Instructions to follow
Reproduce the listing below line for line, with no changes at all.
++++ Provided entries
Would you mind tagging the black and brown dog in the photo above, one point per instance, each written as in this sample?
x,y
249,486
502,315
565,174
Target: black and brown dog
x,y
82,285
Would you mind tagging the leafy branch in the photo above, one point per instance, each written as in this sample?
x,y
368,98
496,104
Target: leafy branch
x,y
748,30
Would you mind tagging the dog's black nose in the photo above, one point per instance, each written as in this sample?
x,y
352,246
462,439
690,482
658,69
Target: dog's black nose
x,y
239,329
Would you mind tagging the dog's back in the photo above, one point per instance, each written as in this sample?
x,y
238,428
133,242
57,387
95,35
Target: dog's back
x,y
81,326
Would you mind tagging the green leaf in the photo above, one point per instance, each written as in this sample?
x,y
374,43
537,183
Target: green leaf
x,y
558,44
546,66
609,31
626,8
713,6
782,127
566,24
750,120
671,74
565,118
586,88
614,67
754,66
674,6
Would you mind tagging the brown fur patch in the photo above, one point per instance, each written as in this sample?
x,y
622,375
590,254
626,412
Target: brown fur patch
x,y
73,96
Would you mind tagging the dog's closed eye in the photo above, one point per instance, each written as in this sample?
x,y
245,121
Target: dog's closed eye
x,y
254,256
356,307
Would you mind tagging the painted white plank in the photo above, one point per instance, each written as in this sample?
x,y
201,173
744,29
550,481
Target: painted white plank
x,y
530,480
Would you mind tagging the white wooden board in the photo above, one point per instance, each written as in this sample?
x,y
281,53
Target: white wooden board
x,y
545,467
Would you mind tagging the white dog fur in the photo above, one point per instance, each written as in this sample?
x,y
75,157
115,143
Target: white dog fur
++++++++
The solution
Would you mind tagging the black and brown dog in the photo above, one point per instance, each written as in this sample?
x,y
249,486
502,315
565,174
Target: black and brown dog
x,y
82,285
Would you mind tagging the leafy branch in the photo above, one point per instance, each written as in this sample?
x,y
368,98
496,104
Target: leafy branch
x,y
748,30
Would you mind tagging the dog's black nose in the photo above, one point per instance, each written as in this sample?
x,y
352,246
462,439
690,482
658,69
Target: dog's black nose
x,y
239,329
Would you mind tagging the dog's back in the photo above, one point per instance, each written as in this sample?
x,y
238,428
133,242
57,387
95,35
Target: dog's back
x,y
81,326
Would you mind tagging the green leaf in the photo above, one point per instance, each written as in this sample?
x,y
374,43
537,183
Target: green leaf
x,y
558,44
546,66
609,31
626,8
713,6
782,127
566,24
750,120
671,74
565,118
586,88
614,67
754,66
674,6
Would you mind tagging the brown fur patch in the photo above, one point per instance, each written as in this sample?
x,y
622,375
590,254
626,412
Target: brown fur patch
x,y
73,96
Would you mind tagging the dog's closed eye in the photo above, one point per instance, each written as in this sample?
x,y
245,121
Target: dog's closed eye
x,y
254,256
356,307
Would you mind tagging the painted white plank in the photo above, one point per instance, each written as in this sample?
x,y
201,173
744,29
550,481
Target: painted white plank
x,y
530,480
Would you mind tagging the white wooden board in the photo above, one point per instance, each written as in this sample?
x,y
281,53
Target: white wooden board
x,y
545,467
Would you mind tagging the white dog fur in the photo above, one point per instance, each written as in this sample?
x,y
75,157
115,143
Target: white dog fur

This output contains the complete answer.